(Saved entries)
■ ■ ■ ■ ■ ■ ■

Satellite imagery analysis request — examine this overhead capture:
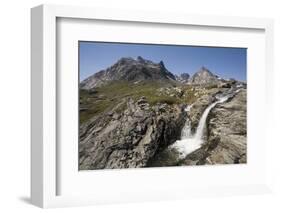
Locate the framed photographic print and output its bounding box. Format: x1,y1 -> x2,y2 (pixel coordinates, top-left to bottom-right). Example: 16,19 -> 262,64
31,4 -> 274,208
78,42 -> 247,170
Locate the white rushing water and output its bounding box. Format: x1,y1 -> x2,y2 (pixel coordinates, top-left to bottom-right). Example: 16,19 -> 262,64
172,95 -> 230,158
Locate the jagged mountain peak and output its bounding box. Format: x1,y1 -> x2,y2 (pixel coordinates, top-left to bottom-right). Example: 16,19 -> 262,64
80,57 -> 176,89
199,66 -> 211,73
195,66 -> 216,76
189,66 -> 219,85
136,56 -> 147,63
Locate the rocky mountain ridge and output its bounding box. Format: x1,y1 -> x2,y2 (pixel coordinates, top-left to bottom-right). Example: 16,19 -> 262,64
80,56 -> 177,90
80,57 -> 229,90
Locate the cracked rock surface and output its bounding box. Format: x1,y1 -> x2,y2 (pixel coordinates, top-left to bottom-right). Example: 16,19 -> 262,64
79,97 -> 186,170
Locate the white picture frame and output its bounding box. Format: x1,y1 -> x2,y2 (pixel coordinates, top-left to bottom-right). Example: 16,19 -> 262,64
31,4 -> 274,208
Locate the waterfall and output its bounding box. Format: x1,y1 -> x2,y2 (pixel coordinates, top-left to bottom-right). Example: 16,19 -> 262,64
194,96 -> 228,140
180,104 -> 193,138
172,95 -> 230,158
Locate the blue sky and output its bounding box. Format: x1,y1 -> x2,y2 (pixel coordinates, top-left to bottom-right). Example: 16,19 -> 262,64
79,41 -> 246,82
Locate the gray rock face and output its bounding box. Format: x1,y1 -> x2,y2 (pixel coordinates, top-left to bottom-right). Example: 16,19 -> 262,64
175,73 -> 190,83
189,67 -> 219,85
183,89 -> 247,165
79,97 -> 186,170
80,57 -> 176,90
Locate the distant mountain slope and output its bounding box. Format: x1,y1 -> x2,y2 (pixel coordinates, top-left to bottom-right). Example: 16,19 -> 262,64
175,73 -> 190,83
80,56 -> 177,90
189,67 -> 219,85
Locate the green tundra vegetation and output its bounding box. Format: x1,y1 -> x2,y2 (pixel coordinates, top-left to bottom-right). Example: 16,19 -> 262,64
79,80 -> 217,123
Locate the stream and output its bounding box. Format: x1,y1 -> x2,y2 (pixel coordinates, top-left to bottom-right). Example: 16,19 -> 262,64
147,86 -> 241,167
172,86 -> 241,158
172,95 -> 230,158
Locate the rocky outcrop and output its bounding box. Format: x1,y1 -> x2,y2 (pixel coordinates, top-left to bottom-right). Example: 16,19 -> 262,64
80,57 -> 176,90
79,97 -> 186,170
183,89 -> 247,165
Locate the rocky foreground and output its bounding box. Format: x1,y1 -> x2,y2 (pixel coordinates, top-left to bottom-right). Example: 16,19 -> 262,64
79,97 -> 186,169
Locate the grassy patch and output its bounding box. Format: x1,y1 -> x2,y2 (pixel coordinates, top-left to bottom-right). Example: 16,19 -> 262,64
79,81 -> 198,123
149,96 -> 179,105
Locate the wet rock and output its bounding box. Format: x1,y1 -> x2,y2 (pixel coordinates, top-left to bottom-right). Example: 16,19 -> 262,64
183,89 -> 247,165
188,94 -> 215,133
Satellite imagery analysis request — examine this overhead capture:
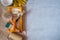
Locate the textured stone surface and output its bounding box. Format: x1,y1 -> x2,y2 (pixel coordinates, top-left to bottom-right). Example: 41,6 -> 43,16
0,2 -> 8,40
0,30 -> 8,40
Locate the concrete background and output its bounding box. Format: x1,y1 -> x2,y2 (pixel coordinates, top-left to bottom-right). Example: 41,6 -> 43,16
0,0 -> 60,40
27,0 -> 60,40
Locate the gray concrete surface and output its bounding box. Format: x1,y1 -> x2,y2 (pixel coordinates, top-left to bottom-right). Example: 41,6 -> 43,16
0,2 -> 9,40
27,0 -> 60,40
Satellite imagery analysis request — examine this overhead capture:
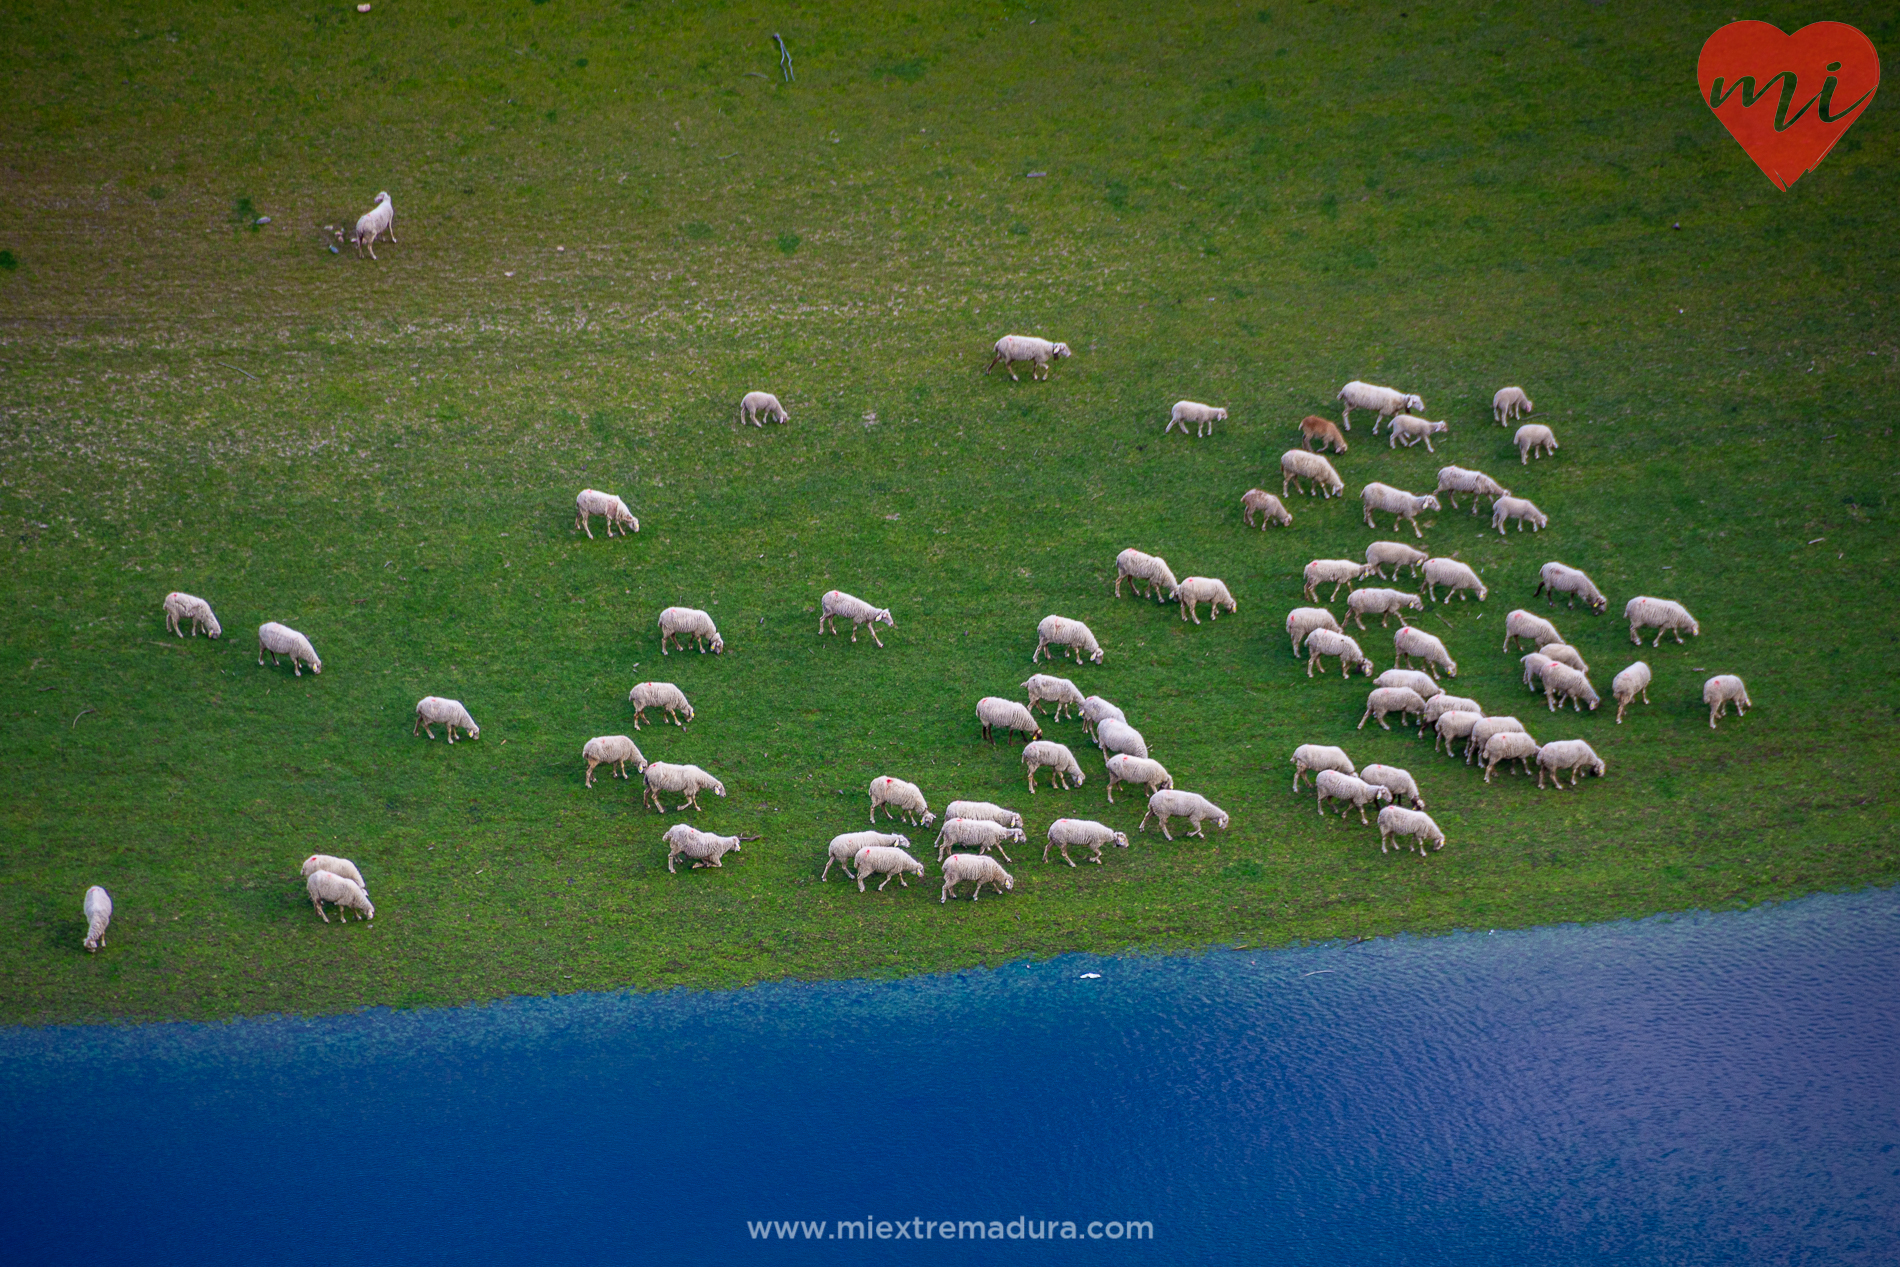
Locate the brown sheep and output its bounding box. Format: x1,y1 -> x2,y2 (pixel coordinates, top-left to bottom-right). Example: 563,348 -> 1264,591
1299,415 -> 1349,454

■ ■ ■ ■ ■ ■ ■

WHAT TO DO —
In the copy, include exactly the lines from the one containing "Locate the wet" through the last line of the records, and no pictures or other text.

SOLUTION —
Locate the wet rock and output its bounding box. Format: x1,y1 -> x2,y2 (pixel coordinates, top-left to bottom-right). Example: 16,19 -> 262,64
183,89 -> 247,165
188,94 -> 215,133
Satellite imagery analysis request — examine this overhead capture:
Locate the textured stone surface and output its bounding box. Format: x1,y1 -> x2,y2 (pixel coordinates, top-left to bottom-right). Example: 41,6 -> 43,16
0,2 -> 8,40
0,30 -> 8,40
Locate the concrete background and output its bounding box. Format: x1,y1 -> x2,y2 (pixel coordinates, top-left to bottom-right). Example: 41,6 -> 43,16
0,0 -> 60,40
27,0 -> 60,40
Locate the gray concrete surface and output its bounding box. Format: x1,y1 -> x2,y2 (pixel coordinates, top-left to bottom-right). Example: 41,6 -> 43,16
0,2 -> 9,40
27,0 -> 60,40
Satellite imagery analysis request — examine this overhead capture:
Locate the brown sheep and output its bounding box. Format: x1,y1 -> x2,y2 (pixel coordinates, top-left to bottom-right). Example: 563,348 -> 1264,591
1299,415 -> 1349,454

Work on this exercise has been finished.